» EXERCISE PASSAGE:
________________

I am motivated by friendship and gratitude to try to ease your mind. Each of you has touched my life in some positive way. I often wish that I could be geographically closer and able to lend some support to you during your own times of difficulty. And to help you drink your wine to celebrate the good times! You are valued friends, so the hope is that you will receive the following comments in the knowledge that the words are caring rather than argumentative.
A little background for those who may not know my vantage point. I am a businessman, and MBA, and a member of the "investing class" -- strictly small potatoes, of course. I spent most of my career in small entrepreneurial enterprises, and among other things, created, implemented, and administered incentive-compensation systems; I have an idea what motivates. I even taught some business courses at the university level. Since retirement, I've puzzled over the federal tax system and have created some quantitative models to explain how it works in various scenarios. I consider myself to be a progressive, but with a strong libertarian bent. All of this doesn't make me an expert on anything, but it does provide an interesting perspective on the election. So, here's what I think.

________________

» ACTIVITY:
Extend the letter to friends about the election past its final sentence, carrying on in the writer's voice with what the writer thinks.

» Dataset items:
________________

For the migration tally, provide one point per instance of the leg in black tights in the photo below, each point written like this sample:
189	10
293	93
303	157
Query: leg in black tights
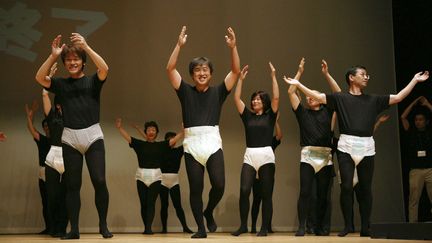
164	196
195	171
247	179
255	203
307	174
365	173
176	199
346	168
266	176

________________

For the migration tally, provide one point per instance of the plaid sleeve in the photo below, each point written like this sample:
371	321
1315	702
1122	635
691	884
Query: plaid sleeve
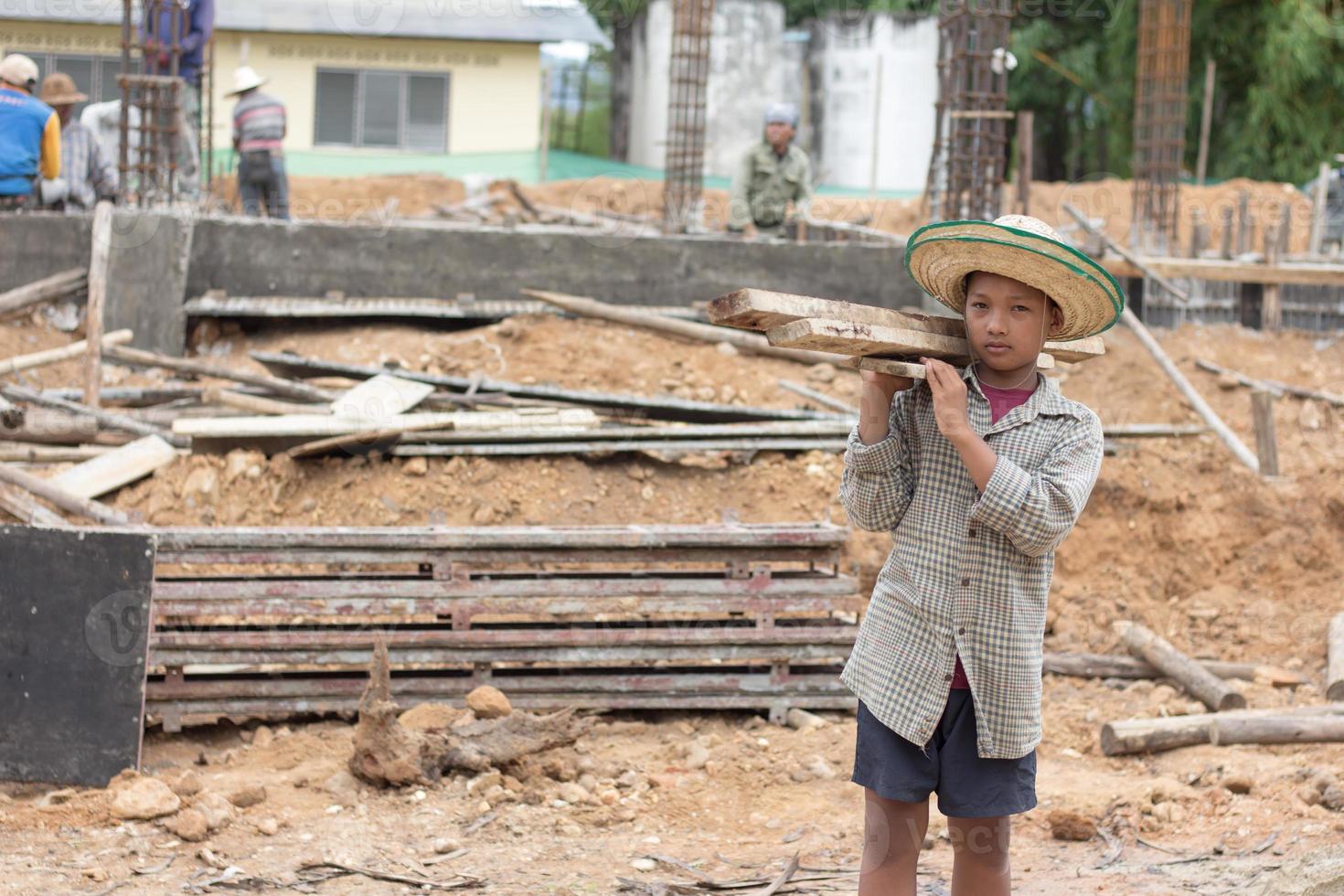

________________

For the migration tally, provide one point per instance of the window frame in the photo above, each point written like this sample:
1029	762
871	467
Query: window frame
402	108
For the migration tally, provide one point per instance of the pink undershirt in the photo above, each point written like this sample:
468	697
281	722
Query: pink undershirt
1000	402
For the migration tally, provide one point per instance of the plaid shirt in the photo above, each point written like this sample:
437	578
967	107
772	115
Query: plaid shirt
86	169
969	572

________________

» OUTPUT OF THE TASK:
Capitalism is alive and well in the US today. So is the entrepreneurial spirit. People who are motivated to succeed at what they do -- and there are a lot of them -- will continue to do well. We are very much a capitalist, free-market economy, and opportunity abounds. I have seen a procession of working-adult business students in my classrooms who were willing to sacrifice family time, leisure time, and sleep just to gain the skills they need to succeed in their jobs -- or in their own businesses. There have always been a few lazy people around, but I believe that enterprising people -- of all ages, sexes, races, economic background, and social status -- vastly outnumber the slothful. It'll take more than universal health care to deprive these folks of the opportunity that's out there for them!
I agree that the federal government is too big. Everybody has their ideas on how to reduce its size, as do I. For example, when the US spends as much on national defense as the next nineteen countries in the world--well, that's a problem we're all paying for. And we all agree that there are inefficiencies at every level of local, state, and federal governments, but most of us don't have a clear solution.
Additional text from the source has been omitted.